# [STATED PROBLEM 1]
According to the seriation methods chapter, in which journal and year did the Brainerd and Robinson papers appear?
# [STATED PROBLEM 2]
From the seriation methods chapter, extract the passage starting at "1. TIME. For" and ending at "for any improvement.".

# [SOURCE EXTRACT]

Chapter 5: Seriation Methods.

Permutation of Similarity or Data Matrices.

The permutation of the similarity matrix, exchanging rows and columns in an attempt to get the largest values of similarity closest to the diagonal, is one of the earliest methods in this area. In archaeological applications, it was described in the pair of papers by Brainerd and Robinson which appeared in ‘American Anthropology’ in 1951. Although the idea is simple, programs written for this method suffered from a number of problems.

1. TIME. For a large matrix, the time taken to compare the rows and columns and keep scanning through and exchanging them until no further improvement was possible, was very large. This could be overcome to some extent by leaving the program running over the weekend or by reading in the data in some arbitrary order and doing a few hundred iterations before examining it for any improvement.

2. LOOPING. For some configurations of the data, it would get stuck in a loop instead of converging to an optimum. An example of this could be:
exchange objects 23 and 64.
exchange objects 64 and 92.
exchange objects 92 and 23.

This loop of three objects would continue indefinitely, since at each step the exchange gives an apparent improvement in the configuration. These are very difficult to test for, since one never knows how many objects will form the loop and since the computer never remembers what has gone before, it won't notice such a loop without explicit tests.

3. FALSE OPTIMA. Even in cases where no looping occurred and the method converged to an optimum, there was no way of predicting whether this was the overall global optimum (which was wanted) or a local optimum which satisfied the criteria locally but could be improved if the method started from a different arrangement of the data. The solution suggested for this problem was to run the program several times, starting from a different ordering of the objects on each occasion. This did nothing to ease the problem of the time required to run the method even once.

This method was used for a number of archaeological applications. The famous study by David Clarke of beaker pottery, described in several places including his book “Analytical Archaeology”, used this method and presented the results as a shaded similarity matrix with different symbols indicating different similarity levels. By interpreting this matrix, he was able to suggest a taxonomy for the different types of beaker pottery used by the Belgae.

The other method was applied to binary (presence/absence) data and related to different orderings of the data matrix. It started as a manual method with the attributes listed along the top of the notice-board and each object represented by a strip of paper with present attributes coloured in black and absent ones left white. The strips of paper were then pinned to board and re-arranged to try and get the black areas as few and as large as possible. The resulting chart, often referred to as “battleships”, gave a type-frequency diagram optimised to place the most similar objects next to one another.

This approach worked well for amounts of data small enough to be pinned on a single board, but ran into serious problems once it was applied to much larger sets.

Principal Component Analysis.

This only works for numeric data. It assumes the n attributes are measurements in attribute space along mutually perpendicular axes and finds expressions for up to n new attributes, which are linear combinations of the previous ones, so that the variance in the data is maximised along the axes. The following paragraphs give a recipe for calculating these new coordinates.

1. Assume we have a data matrix X of t objects and n attributes. Assume all attributes have been scaled to have a mean value of zero and a variance of 1. This requires the following expressions.

[Coordinate annotation lines]

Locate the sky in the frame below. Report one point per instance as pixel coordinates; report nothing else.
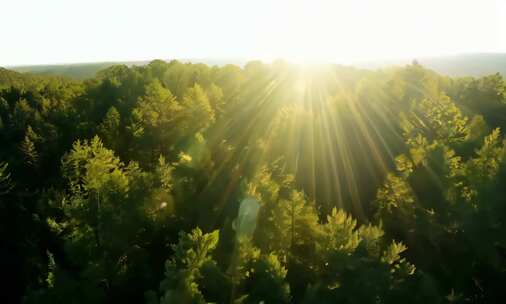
(64, 31)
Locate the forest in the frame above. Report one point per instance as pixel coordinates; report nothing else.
(178, 182)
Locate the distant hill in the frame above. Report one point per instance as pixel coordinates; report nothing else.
(457, 66)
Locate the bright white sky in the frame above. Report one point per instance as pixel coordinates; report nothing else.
(64, 31)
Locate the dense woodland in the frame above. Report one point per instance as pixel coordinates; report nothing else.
(268, 183)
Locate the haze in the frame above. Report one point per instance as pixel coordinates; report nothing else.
(43, 32)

# [EXPECTED ANSWER 1]
‘American Anthropology’ in 1951

# [EXPECTED ANSWER 2]
1. TIME. For a large matrix, the time taken to compare the rows and columns and keep scanning through and exchanging them until no further improvement was possible, was very large. This could be overcome to some extent by leaving the program running over the weekend or by reading in the data in some arbitrary order and doing a few hundred iterations before examining it for any improvement.